With the pictures left out, please return exactly the line holding "Where can you spot the group" and each following line until the entries end.

===== INFORMATION SHOWN

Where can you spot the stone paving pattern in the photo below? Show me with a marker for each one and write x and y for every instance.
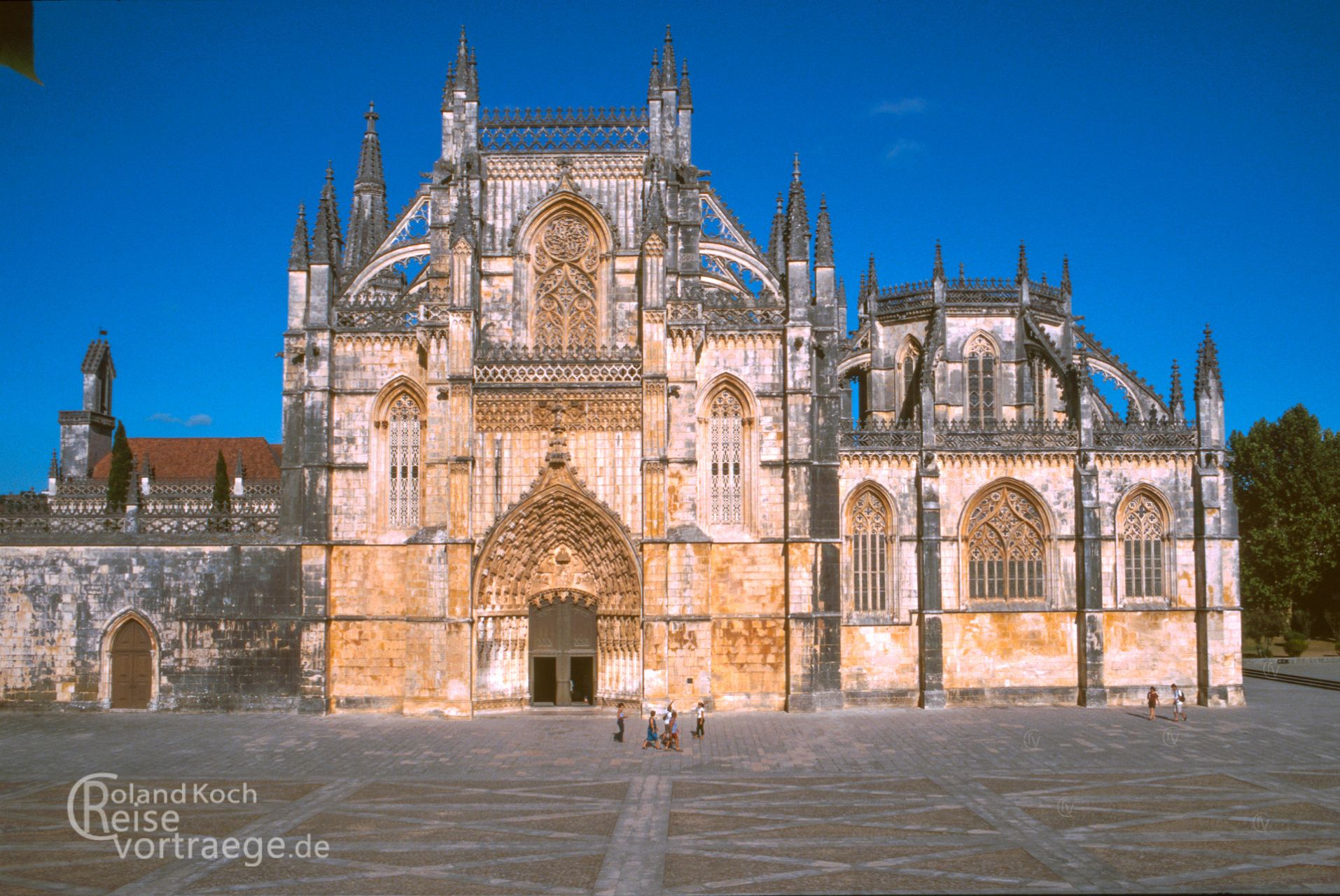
(1039, 800)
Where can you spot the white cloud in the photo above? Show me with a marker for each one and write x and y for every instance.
(905, 106)
(902, 148)
(195, 419)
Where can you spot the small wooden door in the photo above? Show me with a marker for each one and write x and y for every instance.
(132, 667)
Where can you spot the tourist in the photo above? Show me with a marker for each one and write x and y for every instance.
(653, 741)
(1178, 704)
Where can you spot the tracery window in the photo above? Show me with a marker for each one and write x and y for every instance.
(403, 422)
(1143, 531)
(869, 552)
(1005, 547)
(725, 449)
(566, 262)
(982, 384)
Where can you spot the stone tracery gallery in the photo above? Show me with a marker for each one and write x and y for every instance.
(564, 433)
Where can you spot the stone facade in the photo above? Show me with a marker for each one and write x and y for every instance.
(561, 432)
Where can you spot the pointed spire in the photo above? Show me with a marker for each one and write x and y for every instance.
(1177, 401)
(1208, 366)
(797, 217)
(298, 255)
(668, 76)
(370, 157)
(823, 236)
(326, 237)
(776, 251)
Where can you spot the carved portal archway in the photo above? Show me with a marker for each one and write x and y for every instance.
(557, 541)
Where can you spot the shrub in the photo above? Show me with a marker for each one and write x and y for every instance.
(1294, 643)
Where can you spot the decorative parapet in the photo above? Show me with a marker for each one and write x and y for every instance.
(559, 130)
(879, 435)
(1005, 437)
(1145, 437)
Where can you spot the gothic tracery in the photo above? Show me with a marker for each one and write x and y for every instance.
(566, 262)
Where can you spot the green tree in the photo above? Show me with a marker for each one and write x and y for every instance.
(223, 486)
(1287, 482)
(123, 468)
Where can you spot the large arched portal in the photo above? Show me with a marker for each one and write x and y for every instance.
(558, 598)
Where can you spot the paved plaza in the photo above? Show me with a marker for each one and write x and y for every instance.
(1042, 800)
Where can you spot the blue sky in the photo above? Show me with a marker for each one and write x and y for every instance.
(1182, 154)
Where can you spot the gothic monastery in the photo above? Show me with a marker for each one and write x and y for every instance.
(563, 433)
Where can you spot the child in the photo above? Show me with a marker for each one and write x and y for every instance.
(652, 733)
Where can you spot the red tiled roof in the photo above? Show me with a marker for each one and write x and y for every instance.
(195, 458)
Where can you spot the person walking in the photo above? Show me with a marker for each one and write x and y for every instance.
(653, 741)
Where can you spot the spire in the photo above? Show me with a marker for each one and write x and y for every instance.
(797, 217)
(370, 157)
(298, 255)
(368, 221)
(668, 78)
(1177, 401)
(823, 236)
(326, 239)
(1208, 365)
(776, 251)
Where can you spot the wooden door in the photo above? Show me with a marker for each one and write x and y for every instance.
(132, 667)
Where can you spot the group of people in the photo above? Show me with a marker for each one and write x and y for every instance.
(1178, 702)
(665, 736)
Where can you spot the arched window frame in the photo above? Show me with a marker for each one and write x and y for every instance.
(396, 394)
(977, 591)
(982, 381)
(109, 636)
(529, 241)
(1164, 568)
(748, 458)
(877, 572)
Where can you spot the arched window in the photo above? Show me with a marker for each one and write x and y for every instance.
(403, 496)
(982, 382)
(567, 256)
(1142, 529)
(869, 540)
(725, 458)
(1007, 545)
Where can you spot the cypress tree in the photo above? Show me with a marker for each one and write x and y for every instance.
(118, 479)
(223, 488)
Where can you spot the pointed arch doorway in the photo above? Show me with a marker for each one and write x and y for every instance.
(563, 648)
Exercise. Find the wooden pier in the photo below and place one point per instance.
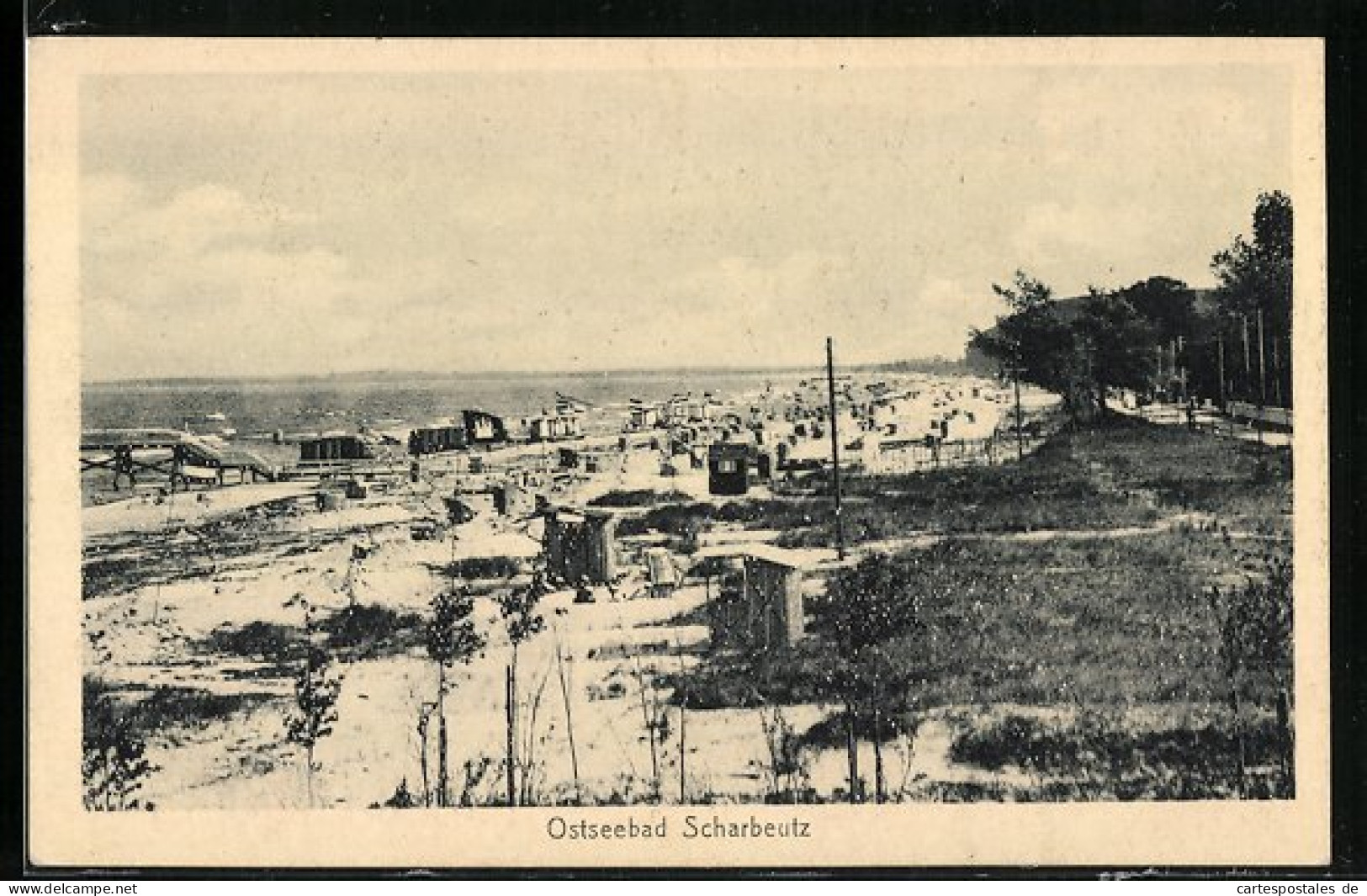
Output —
(179, 457)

==========

PROBLEM SOLUTION ▸
Where can you spot the group of people in the photo above? Show me with a marker for each one and write x and y for every instance.
(1178, 702)
(665, 736)
Where can you spot the arched window frame in the photo above? Show me with a marker for each one and write x and y for every instance.
(396, 394)
(977, 591)
(982, 381)
(109, 636)
(529, 241)
(1164, 568)
(748, 458)
(877, 572)
Where can you spot the arched window in the photo above? Show me with a marker for each one and write x and y for every instance.
(403, 496)
(982, 382)
(567, 256)
(1142, 529)
(869, 540)
(725, 458)
(1007, 545)
Where can you spot the cypress tree in the photo above? Show me with a marker for each one and write x and y for every instance.
(118, 479)
(223, 488)
Where can you spot the pointed arch doorway in the photo above? Show me with a marker for each one and write x and y for every instance.
(563, 648)
Exercise. Find the wooden pier in the photo below and place one point per instance.
Output —
(179, 457)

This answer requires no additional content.